Segment Start: Information provided

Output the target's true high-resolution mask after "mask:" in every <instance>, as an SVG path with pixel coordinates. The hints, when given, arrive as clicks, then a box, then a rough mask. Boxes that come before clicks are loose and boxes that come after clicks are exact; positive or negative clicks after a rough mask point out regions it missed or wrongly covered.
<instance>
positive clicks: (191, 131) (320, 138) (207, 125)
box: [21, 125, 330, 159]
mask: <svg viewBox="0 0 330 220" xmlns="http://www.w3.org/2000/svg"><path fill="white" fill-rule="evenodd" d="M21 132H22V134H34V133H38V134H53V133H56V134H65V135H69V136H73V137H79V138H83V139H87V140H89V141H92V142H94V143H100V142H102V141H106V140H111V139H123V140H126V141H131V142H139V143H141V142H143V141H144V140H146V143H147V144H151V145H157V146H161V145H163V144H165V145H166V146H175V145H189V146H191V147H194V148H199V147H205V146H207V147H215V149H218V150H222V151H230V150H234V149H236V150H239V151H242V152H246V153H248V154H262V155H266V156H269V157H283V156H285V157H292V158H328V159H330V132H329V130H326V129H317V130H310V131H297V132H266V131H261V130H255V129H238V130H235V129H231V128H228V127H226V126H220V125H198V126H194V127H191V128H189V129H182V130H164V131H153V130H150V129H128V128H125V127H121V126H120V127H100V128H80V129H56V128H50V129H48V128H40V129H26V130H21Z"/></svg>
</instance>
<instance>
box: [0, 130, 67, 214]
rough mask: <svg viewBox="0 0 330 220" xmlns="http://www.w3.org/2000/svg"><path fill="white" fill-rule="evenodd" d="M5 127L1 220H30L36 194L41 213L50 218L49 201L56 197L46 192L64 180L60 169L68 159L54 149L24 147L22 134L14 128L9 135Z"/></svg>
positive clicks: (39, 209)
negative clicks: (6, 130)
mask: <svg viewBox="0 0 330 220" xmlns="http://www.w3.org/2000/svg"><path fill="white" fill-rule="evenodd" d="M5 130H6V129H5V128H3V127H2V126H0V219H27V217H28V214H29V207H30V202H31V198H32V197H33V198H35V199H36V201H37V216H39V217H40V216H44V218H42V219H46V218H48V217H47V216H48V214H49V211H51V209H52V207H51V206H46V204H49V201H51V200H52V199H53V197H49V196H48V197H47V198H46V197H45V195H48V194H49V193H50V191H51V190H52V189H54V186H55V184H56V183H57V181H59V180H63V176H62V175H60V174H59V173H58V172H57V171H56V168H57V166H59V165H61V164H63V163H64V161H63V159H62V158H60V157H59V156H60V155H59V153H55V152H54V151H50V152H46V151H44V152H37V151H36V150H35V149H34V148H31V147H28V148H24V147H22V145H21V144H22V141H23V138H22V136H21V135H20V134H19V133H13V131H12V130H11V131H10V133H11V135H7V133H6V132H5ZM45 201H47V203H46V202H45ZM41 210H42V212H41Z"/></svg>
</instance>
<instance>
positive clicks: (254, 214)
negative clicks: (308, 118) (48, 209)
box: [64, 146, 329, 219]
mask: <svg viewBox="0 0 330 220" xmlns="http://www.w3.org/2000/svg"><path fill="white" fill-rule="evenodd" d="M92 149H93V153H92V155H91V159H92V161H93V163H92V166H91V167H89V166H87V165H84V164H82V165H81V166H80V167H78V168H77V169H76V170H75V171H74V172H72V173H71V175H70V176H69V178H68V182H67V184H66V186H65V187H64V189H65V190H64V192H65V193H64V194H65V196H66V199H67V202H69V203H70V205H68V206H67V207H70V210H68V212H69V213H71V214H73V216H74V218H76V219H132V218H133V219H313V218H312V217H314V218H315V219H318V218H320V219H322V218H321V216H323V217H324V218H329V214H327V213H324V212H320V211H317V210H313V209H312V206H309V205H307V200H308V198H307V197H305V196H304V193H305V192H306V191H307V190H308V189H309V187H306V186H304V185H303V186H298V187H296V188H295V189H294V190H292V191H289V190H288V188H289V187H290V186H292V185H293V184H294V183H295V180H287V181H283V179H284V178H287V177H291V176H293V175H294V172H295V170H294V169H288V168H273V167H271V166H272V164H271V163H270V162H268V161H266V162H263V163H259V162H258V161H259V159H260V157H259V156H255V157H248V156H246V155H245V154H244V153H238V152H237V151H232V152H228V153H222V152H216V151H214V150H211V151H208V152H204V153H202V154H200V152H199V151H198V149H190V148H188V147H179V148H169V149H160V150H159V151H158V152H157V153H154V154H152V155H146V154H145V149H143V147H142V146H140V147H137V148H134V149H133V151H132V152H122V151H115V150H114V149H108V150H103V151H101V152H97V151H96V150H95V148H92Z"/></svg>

Segment End: Information provided

* The task *
In your answer, print every entry exactly as it appears.

* Result of this task *
Output the target's true high-resolution mask after "mask:" in every <instance>, as an SVG path with pixel coordinates. The hints, when given, arrive as clicks, then a box, then a rough mask. Boxes that come before clicks are loose and boxes that come after clicks are exact; positive or negative clicks after a rough mask point out regions it missed or wrongly covered.
<instance>
positive clicks: (191, 131) (320, 138) (207, 125)
box: [21, 125, 330, 159]
mask: <svg viewBox="0 0 330 220" xmlns="http://www.w3.org/2000/svg"><path fill="white" fill-rule="evenodd" d="M21 132H22V134H34V133H38V134H53V133H56V134H65V135H69V136H73V137H79V138H83V139H87V140H89V141H92V142H94V143H100V142H102V141H106V140H111V139H123V140H126V141H131V142H139V143H141V142H143V141H144V140H146V143H147V144H151V145H157V146H161V145H163V144H165V145H166V146H175V145H189V146H191V147H194V148H199V147H205V146H207V147H215V149H218V150H222V151H230V150H234V149H236V150H239V151H242V152H246V153H248V154H262V155H266V156H269V157H283V156H285V157H292V158H328V159H330V132H329V130H326V129H317V130H310V131H297V132H266V131H261V130H255V129H238V130H235V129H231V128H228V127H226V126H220V125H198V126H194V127H191V128H189V129H182V130H164V131H153V130H150V129H128V128H125V127H121V126H120V127H100V128H80V129H56V128H50V129H48V128H40V129H26V130H21Z"/></svg>
</instance>
<instance>
box: [0, 130, 67, 214]
rough mask: <svg viewBox="0 0 330 220" xmlns="http://www.w3.org/2000/svg"><path fill="white" fill-rule="evenodd" d="M5 127L1 220H30L36 194L41 213L50 218L49 201L56 197L46 192L64 180L60 169L68 159L54 149L24 147L22 134L14 128L9 135Z"/></svg>
positive clicks: (39, 209)
negative clicks: (6, 130)
mask: <svg viewBox="0 0 330 220" xmlns="http://www.w3.org/2000/svg"><path fill="white" fill-rule="evenodd" d="M5 130H6V129H5V128H3V127H2V126H0V219H27V217H28V214H29V207H30V202H31V198H32V197H33V198H35V199H36V201H37V216H39V217H40V216H44V218H42V219H46V218H48V217H47V216H48V214H49V211H51V209H52V207H51V206H46V204H49V201H51V200H52V199H53V197H49V196H48V197H47V198H46V197H45V195H48V194H49V193H50V191H51V190H52V189H54V186H55V184H56V183H57V181H59V180H63V176H62V175H60V174H59V173H58V172H57V171H56V168H57V166H59V165H61V164H63V163H64V161H63V159H62V158H60V157H59V156H60V155H59V153H55V152H54V151H50V152H46V151H44V152H37V151H36V150H35V149H34V148H31V147H28V148H24V147H22V145H21V144H22V141H23V138H22V136H21V135H20V134H19V133H13V131H12V130H11V131H10V133H11V135H7V133H6V132H5ZM45 201H47V203H46V202H45ZM41 210H42V212H41Z"/></svg>
</instance>
<instance>
positive clicks: (254, 214)
negative clicks: (308, 118) (48, 209)
box: [64, 146, 329, 219]
mask: <svg viewBox="0 0 330 220" xmlns="http://www.w3.org/2000/svg"><path fill="white" fill-rule="evenodd" d="M92 149H93V153H92V155H91V159H92V161H93V163H92V166H91V167H89V166H87V165H84V164H82V165H81V166H80V167H78V168H77V169H76V170H75V171H74V172H72V173H71V175H70V176H69V178H68V182H67V184H66V186H65V187H64V189H65V190H64V192H65V193H64V194H65V196H66V199H67V202H69V203H70V205H68V206H67V207H70V210H68V212H69V213H71V214H73V216H74V218H76V219H132V218H133V219H313V218H312V217H314V218H315V219H318V218H320V219H322V218H321V216H323V217H324V218H329V214H327V213H324V212H320V211H317V210H313V209H312V206H309V205H307V200H308V198H307V197H305V196H304V193H305V192H306V191H307V190H308V189H309V187H306V186H304V185H303V186H298V187H296V188H295V189H294V190H292V191H289V190H288V188H289V187H290V186H292V185H293V184H294V183H295V180H287V181H283V179H284V178H287V177H291V176H293V175H294V172H295V170H294V169H288V168H273V167H271V166H272V164H271V163H270V162H268V161H266V162H263V163H259V162H258V161H259V159H260V157H259V156H255V157H248V156H246V155H245V154H244V153H238V152H237V151H232V152H228V153H222V152H216V151H214V150H211V151H208V152H204V153H202V154H200V152H199V151H198V149H190V148H188V147H179V148H169V149H160V150H159V151H158V152H157V153H154V154H152V155H146V154H145V149H143V147H142V146H140V147H137V148H134V149H133V151H132V152H122V151H115V150H114V149H108V150H103V151H101V152H97V151H96V150H95V148H92Z"/></svg>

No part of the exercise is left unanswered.